REQUIRED WORK:
Where the records below have a line with "query", that line is to be copied.
::: EXERCISE DATA
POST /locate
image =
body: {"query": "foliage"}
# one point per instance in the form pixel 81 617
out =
::::::
::: EXERCISE DATA
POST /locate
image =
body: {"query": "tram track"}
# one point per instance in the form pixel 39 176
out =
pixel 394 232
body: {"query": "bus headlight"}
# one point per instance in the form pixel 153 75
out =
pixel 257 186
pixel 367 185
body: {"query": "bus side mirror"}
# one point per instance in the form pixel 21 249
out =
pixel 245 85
::::::
EXERCISE OUTPUT:
body: {"query": "foliage"}
body: {"query": "tram track"}
body: {"query": "bus headlight"}
body: {"query": "bus side mirror"}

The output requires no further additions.